Task statement
Print exactly the lines from the line with "TARGET: pink card in hand" to the last line of the data, please, both included.

[BEGIN Supplied entries]

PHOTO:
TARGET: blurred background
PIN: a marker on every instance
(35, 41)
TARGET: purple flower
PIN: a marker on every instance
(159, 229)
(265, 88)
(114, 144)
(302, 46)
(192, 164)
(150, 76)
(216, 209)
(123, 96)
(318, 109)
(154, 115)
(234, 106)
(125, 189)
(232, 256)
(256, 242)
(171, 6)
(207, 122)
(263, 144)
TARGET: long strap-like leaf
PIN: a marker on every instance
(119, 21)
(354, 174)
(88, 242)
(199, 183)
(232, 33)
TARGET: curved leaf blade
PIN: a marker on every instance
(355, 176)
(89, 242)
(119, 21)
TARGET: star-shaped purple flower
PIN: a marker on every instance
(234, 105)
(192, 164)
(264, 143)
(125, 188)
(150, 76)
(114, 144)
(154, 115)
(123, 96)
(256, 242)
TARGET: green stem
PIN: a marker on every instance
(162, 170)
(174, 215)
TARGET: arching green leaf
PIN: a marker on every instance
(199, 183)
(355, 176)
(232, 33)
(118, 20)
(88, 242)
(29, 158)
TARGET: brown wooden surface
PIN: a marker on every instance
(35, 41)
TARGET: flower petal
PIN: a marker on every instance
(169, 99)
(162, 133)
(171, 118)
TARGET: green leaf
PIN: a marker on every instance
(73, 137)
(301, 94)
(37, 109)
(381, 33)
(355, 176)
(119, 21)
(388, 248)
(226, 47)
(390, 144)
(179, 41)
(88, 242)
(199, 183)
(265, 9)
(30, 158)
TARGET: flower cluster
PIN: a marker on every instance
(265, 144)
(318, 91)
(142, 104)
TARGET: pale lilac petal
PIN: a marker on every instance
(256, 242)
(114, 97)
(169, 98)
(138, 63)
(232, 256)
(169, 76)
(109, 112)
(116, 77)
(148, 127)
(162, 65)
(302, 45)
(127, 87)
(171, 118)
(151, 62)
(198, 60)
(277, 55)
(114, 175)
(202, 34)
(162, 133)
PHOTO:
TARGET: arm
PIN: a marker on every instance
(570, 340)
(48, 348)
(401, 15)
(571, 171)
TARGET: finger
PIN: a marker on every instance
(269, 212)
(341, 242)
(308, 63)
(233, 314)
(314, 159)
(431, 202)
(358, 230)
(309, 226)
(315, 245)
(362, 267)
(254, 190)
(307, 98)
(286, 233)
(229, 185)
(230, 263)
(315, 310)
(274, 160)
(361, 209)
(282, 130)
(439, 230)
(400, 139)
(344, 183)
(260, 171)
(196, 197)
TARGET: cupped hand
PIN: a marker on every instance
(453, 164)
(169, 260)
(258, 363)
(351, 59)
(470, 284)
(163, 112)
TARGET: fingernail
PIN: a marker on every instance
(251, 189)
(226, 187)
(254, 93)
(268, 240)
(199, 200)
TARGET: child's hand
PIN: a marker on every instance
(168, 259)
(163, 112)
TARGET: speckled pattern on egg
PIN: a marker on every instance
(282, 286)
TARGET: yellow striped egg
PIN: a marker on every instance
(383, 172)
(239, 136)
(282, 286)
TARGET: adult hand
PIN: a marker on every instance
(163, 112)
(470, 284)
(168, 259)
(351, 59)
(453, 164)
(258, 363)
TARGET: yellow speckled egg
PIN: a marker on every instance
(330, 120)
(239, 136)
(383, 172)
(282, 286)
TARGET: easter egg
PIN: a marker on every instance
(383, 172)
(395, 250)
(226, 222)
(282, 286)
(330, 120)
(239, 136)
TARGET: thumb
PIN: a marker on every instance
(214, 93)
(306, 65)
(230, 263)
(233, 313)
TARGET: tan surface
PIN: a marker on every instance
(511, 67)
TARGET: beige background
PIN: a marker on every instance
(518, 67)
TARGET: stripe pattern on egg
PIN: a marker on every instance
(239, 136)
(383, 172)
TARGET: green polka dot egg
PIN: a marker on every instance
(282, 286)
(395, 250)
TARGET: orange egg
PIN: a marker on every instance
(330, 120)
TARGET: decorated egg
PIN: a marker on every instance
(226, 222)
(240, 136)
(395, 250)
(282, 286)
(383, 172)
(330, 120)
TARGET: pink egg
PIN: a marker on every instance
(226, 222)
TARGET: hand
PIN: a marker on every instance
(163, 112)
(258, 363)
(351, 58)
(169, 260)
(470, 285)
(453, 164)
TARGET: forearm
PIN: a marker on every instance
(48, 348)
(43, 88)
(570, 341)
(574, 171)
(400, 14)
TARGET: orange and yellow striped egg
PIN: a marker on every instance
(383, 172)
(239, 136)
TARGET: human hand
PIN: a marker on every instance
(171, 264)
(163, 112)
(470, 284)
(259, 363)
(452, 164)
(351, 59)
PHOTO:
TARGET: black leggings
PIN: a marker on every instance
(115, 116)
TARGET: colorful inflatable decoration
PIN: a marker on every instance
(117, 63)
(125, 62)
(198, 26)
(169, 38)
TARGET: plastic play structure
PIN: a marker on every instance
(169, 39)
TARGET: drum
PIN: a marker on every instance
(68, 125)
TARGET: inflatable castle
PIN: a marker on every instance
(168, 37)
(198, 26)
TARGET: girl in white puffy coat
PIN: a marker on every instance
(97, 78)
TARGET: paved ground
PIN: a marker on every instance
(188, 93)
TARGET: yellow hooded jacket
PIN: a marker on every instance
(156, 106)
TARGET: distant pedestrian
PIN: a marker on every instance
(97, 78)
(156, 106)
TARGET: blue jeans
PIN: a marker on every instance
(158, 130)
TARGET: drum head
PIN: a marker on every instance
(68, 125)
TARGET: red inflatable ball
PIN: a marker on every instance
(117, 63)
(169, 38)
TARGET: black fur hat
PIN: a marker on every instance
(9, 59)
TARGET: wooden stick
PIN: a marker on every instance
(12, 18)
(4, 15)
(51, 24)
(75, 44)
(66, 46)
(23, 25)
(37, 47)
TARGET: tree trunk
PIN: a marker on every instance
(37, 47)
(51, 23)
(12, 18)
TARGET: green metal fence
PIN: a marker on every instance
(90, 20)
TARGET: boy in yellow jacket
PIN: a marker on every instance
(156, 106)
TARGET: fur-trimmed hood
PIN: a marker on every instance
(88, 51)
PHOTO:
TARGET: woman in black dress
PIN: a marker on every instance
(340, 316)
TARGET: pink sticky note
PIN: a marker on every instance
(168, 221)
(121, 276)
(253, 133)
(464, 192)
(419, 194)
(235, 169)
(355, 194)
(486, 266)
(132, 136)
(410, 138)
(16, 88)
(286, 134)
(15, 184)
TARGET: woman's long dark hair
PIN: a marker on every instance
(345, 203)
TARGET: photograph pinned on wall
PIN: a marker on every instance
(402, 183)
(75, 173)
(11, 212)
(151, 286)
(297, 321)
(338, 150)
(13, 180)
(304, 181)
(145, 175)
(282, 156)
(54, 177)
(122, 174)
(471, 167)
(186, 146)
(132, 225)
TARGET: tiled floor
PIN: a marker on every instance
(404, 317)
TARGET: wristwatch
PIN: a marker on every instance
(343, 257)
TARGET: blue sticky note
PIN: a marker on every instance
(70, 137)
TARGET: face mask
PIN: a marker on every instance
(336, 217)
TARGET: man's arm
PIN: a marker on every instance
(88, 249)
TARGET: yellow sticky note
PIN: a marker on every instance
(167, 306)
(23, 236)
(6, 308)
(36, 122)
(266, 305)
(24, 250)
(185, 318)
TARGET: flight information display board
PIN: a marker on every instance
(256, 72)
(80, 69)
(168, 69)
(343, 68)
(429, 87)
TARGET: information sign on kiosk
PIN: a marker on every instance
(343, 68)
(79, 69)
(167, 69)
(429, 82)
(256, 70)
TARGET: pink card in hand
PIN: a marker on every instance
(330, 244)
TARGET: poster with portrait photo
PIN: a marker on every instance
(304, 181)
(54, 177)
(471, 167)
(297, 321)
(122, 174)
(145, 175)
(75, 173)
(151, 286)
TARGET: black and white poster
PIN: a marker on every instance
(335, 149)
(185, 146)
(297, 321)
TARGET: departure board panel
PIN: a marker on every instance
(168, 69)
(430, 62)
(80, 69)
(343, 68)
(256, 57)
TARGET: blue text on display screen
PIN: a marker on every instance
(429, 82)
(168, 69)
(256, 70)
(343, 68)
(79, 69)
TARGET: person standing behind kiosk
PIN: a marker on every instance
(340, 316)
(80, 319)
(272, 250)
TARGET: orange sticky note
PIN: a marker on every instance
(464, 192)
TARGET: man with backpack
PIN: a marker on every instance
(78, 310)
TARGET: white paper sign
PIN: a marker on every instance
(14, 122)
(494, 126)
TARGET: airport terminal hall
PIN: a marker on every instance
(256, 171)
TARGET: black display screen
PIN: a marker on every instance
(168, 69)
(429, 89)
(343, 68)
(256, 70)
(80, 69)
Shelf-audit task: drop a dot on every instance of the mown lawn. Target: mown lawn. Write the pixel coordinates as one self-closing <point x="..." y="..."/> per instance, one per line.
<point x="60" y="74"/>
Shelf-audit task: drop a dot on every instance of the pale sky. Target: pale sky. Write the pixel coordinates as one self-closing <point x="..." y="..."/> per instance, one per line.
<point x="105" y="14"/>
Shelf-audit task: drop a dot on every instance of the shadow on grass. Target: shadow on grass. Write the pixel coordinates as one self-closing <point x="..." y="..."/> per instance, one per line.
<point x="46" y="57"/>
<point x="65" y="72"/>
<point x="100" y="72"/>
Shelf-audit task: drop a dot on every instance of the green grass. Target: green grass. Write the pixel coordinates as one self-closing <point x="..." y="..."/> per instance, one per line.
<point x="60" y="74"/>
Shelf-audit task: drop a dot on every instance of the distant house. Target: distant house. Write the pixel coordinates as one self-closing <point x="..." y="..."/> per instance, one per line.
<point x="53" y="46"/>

[END Supplied entries]

Solution below
TARGET: pink card in hand
PIN: a marker on every instance
(330, 244)
TARGET: poster with portrait photo
PIN: a marker on every instance
(304, 181)
(54, 177)
(471, 167)
(297, 321)
(122, 174)
(145, 175)
(75, 173)
(151, 286)
TARGET: black and white poster
PIN: a marker on every instance
(335, 149)
(185, 146)
(297, 321)
TARGET: departure board panel
PIN: a marker on every instance
(168, 69)
(430, 62)
(80, 69)
(343, 68)
(256, 57)
TARGET: blue text on display screen
PIN: a marker on every instance
(429, 82)
(168, 69)
(256, 70)
(343, 68)
(79, 69)
TARGET: person standing behind kiosk
PIN: a marker on every instance
(340, 316)
(80, 319)
(272, 250)
TARGET: orange sticky note
PIN: a marker on every instance
(464, 192)
TARGET: man with backpack
PIN: a marker on every instance
(78, 310)
TARGET: white paper sign
PIN: a marker on every instance
(14, 122)
(494, 126)
TARGET: airport terminal hall
PIN: a marker on every instance
(256, 171)
TARGET: black display screen
PIN: a marker on every instance
(168, 69)
(429, 89)
(343, 68)
(256, 70)
(80, 69)
Shelf-audit task: drop a dot on every instance of the mown lawn. Target: mown lawn. Write the pixel coordinates as one self-closing <point x="..." y="..."/> per instance, one per line.
<point x="60" y="74"/>
Shelf-audit task: drop a dot on every instance of the pale sky. Target: pale sky. Write the pixel coordinates as one self-closing <point x="..." y="..."/> per instance, one per line.
<point x="105" y="14"/>
Shelf-audit task: drop a dot on every instance of the shadow on grass. Target: shadow on grass. Write the pixel coordinates as one self-closing <point x="..." y="..."/> per instance, one per line.
<point x="46" y="57"/>
<point x="65" y="72"/>
<point x="100" y="72"/>
Shelf-audit task: drop a dot on every instance of the green grass. Target: green grass. Write the pixel coordinates as one self-closing <point x="..." y="..."/> per instance, one per line.
<point x="60" y="74"/>
Shelf-audit task: drop a dot on every instance of the distant house. Target: distant house. Write the pixel coordinates as one self-closing <point x="..." y="..."/> per instance, one per line.
<point x="53" y="46"/>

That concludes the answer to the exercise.